_WHAT THE TASK REQUIRES_
Substitute "Place" for "Drop" throughout the rows below, keeping everything else the same, and leave the pictures out.

_PROVIDED INFORMATION_
- - -
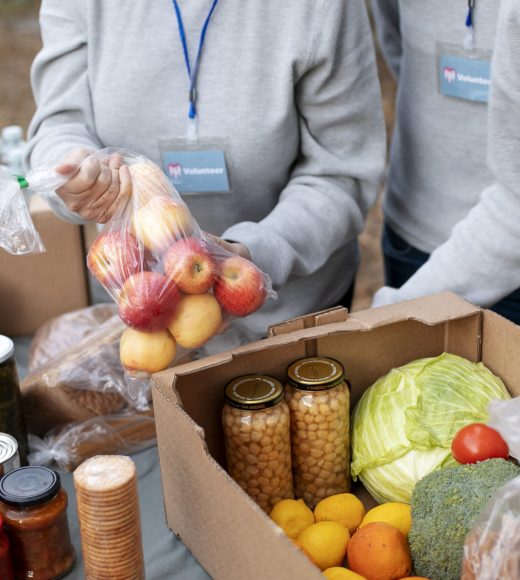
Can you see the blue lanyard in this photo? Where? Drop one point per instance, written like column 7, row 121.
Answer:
column 192, row 74
column 469, row 42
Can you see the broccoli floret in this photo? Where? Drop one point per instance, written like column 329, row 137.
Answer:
column 445, row 504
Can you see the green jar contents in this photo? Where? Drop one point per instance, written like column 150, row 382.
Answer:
column 11, row 417
column 33, row 507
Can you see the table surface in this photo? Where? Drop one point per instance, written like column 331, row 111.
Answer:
column 165, row 555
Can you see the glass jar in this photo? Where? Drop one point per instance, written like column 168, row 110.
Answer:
column 11, row 417
column 33, row 506
column 319, row 401
column 257, row 436
column 6, row 565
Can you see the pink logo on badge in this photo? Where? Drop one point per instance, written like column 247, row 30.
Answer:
column 174, row 170
column 449, row 74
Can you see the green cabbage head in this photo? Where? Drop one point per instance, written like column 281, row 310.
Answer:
- - -
_RESPONSE_
Can you see the blue lanyard in this photo? Where? Place one point per instance, written like column 7, row 121.
Answer:
column 192, row 74
column 469, row 42
Can you see the broccoli floret in this photo? Where? Place one point per instance, written like column 329, row 137.
Answer:
column 445, row 504
Can you see the green jar contents in this photo? Where? Place one point per instance, written like column 150, row 382.
Answer:
column 11, row 417
column 33, row 507
Can you see the table surface in this photo? Where? Place one point per instance, written like column 331, row 111.
Answer:
column 165, row 555
Can you see the glass jar in this photo? Where? Place one point per instance, written like column 168, row 110.
Answer:
column 11, row 417
column 33, row 506
column 319, row 401
column 257, row 436
column 6, row 565
Can you see the pink logo on badge in this photo? Where? Place one point per instance, written like column 247, row 30.
Answer:
column 174, row 170
column 449, row 74
Can you see the green cabbage head in this photo? Where? Place one point per instance, written like column 281, row 310.
Answer:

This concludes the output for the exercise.